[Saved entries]
===============
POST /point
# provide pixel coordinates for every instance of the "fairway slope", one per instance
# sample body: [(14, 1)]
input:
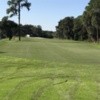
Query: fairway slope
[(43, 69)]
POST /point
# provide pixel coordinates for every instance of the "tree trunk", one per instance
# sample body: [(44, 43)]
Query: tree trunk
[(19, 21), (97, 36)]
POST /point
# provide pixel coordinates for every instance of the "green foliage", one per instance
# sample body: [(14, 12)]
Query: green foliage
[(35, 71), (15, 9)]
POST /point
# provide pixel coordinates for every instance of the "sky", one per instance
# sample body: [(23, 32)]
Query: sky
[(47, 13)]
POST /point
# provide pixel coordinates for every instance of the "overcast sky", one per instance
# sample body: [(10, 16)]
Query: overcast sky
[(47, 13)]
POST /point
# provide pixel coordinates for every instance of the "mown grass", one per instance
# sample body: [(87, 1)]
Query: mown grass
[(43, 69)]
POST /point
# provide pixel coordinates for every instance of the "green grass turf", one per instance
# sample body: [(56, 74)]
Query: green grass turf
[(44, 69)]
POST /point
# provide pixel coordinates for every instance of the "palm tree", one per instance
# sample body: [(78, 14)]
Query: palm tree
[(15, 9)]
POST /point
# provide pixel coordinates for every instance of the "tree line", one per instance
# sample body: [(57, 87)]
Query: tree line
[(9, 29), (84, 27)]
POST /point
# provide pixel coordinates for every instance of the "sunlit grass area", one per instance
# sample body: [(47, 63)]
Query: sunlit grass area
[(44, 69)]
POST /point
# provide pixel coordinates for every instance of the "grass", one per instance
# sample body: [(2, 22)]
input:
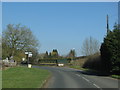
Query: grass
[(23, 77)]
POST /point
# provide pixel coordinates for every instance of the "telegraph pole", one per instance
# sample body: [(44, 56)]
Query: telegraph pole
[(108, 25)]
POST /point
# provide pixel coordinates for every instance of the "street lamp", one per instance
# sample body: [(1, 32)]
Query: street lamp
[(28, 54)]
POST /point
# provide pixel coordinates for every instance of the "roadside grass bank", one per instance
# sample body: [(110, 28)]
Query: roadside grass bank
[(23, 77)]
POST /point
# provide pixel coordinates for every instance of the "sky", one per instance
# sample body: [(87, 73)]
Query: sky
[(61, 25)]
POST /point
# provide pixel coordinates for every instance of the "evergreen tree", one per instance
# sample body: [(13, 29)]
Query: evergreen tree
[(110, 51)]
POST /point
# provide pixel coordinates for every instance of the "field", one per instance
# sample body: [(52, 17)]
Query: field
[(23, 77)]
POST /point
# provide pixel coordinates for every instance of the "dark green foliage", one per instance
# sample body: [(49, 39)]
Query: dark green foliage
[(110, 51)]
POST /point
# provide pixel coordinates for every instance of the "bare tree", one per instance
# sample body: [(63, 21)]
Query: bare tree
[(90, 46), (17, 37)]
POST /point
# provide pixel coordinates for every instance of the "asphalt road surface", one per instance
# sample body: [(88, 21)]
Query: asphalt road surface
[(63, 77)]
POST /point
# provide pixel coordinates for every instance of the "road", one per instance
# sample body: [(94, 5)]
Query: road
[(63, 77)]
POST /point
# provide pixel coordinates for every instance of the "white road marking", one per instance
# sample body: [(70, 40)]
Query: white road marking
[(78, 75), (96, 85)]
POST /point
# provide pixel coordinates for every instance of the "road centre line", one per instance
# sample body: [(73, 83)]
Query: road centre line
[(96, 85)]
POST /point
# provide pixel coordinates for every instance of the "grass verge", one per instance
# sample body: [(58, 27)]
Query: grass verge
[(23, 77)]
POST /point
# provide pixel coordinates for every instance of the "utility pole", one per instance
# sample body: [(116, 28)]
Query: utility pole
[(108, 25)]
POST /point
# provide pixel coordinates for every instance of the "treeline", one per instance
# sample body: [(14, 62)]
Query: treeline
[(109, 58), (16, 39)]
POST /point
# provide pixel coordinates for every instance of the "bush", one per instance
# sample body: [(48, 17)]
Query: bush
[(93, 62)]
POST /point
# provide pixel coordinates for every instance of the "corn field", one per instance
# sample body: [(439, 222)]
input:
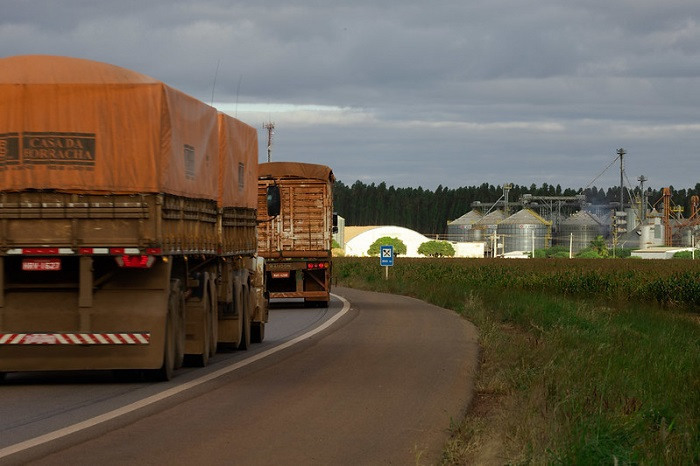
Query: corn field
[(666, 282)]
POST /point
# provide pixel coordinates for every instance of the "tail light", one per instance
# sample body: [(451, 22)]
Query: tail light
[(317, 265), (135, 262)]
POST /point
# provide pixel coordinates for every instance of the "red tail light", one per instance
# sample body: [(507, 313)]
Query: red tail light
[(135, 262), (317, 265)]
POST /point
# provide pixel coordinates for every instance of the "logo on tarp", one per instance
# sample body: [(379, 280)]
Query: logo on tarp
[(59, 149), (9, 149), (189, 162)]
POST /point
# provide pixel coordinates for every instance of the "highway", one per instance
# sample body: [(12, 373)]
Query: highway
[(372, 379)]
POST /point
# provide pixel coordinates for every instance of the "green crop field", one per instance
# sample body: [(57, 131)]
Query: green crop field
[(583, 361)]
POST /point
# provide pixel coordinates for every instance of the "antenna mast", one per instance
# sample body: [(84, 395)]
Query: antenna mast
[(270, 127)]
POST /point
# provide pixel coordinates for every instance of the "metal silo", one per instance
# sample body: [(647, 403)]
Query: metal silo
[(483, 229), (579, 229), (525, 231), (457, 229)]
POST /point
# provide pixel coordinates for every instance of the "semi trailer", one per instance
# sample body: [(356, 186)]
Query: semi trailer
[(296, 243), (127, 222)]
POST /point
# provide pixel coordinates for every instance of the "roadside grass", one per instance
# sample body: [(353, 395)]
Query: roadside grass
[(564, 378)]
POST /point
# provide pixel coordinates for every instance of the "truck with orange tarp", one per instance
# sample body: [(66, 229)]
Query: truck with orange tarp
[(127, 222), (296, 244)]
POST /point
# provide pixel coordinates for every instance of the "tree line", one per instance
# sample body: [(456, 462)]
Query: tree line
[(428, 212)]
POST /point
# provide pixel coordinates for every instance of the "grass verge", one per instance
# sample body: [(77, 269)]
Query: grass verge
[(563, 379)]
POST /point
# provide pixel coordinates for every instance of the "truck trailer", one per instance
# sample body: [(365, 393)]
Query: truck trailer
[(127, 222), (297, 243)]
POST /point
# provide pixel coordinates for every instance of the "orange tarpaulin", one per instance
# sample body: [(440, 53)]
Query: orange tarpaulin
[(238, 177), (82, 126)]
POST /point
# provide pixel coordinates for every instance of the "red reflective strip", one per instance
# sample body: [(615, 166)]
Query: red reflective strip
[(41, 251), (92, 339)]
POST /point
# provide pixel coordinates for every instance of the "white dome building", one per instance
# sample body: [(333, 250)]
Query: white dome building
[(359, 239), (359, 244)]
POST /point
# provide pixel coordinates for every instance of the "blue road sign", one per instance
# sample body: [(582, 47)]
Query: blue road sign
[(386, 256)]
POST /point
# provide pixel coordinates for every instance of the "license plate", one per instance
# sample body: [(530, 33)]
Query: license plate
[(41, 265)]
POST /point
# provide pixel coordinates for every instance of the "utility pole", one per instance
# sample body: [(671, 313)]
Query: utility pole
[(621, 153), (643, 212), (270, 127)]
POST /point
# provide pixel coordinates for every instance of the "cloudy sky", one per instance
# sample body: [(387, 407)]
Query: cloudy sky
[(416, 93)]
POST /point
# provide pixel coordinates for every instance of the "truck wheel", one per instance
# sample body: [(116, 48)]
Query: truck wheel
[(257, 332), (245, 316)]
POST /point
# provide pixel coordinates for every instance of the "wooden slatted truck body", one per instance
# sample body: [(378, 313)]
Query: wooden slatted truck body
[(127, 222), (296, 244)]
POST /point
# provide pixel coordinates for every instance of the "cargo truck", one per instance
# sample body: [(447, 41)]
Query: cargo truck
[(127, 222), (296, 244)]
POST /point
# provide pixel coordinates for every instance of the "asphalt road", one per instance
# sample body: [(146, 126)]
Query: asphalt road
[(379, 386)]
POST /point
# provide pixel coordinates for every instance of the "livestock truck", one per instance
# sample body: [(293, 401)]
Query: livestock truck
[(296, 244), (127, 222)]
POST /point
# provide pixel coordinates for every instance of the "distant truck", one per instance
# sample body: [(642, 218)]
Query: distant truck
[(127, 222), (297, 243)]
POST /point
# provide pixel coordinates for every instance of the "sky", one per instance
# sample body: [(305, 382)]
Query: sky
[(416, 93)]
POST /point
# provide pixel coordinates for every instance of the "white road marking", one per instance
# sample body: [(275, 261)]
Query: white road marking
[(88, 423)]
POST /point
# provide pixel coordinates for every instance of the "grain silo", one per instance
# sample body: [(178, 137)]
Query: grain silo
[(458, 228), (525, 231), (484, 228), (579, 230)]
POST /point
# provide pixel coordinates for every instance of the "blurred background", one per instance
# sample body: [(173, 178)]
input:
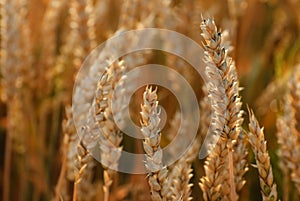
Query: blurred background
[(44, 42)]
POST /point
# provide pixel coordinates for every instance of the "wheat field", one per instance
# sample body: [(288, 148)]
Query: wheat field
[(218, 122)]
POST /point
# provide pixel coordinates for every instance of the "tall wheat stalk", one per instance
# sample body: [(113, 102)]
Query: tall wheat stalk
[(223, 89), (288, 129), (150, 129), (259, 147)]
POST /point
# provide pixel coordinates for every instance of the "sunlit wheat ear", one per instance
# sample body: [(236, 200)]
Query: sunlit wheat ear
[(259, 146), (157, 172), (83, 185), (68, 169), (223, 90), (110, 135), (240, 160), (180, 172), (288, 132)]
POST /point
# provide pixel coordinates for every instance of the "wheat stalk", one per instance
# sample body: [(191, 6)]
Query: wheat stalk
[(227, 115), (259, 147), (288, 131), (153, 162), (111, 136)]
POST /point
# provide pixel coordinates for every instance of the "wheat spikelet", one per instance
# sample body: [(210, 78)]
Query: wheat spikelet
[(240, 160), (111, 136), (259, 147), (83, 187), (150, 130), (223, 88), (180, 172), (68, 169)]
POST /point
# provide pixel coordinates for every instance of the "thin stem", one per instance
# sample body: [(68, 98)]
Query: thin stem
[(7, 164), (61, 177), (75, 190), (233, 195)]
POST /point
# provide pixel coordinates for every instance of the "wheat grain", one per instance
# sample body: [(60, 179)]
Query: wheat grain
[(259, 147), (223, 88), (153, 162)]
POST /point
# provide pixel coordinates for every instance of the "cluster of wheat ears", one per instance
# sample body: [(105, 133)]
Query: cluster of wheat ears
[(45, 43)]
===============
WRITTEN TASK
Gather every line above that contains the word "distant" and copy each one out.

EXERCISE OUTPUT
# provide pixel coordinates for every instance of the "distant truck", one per instance
Query: distant truck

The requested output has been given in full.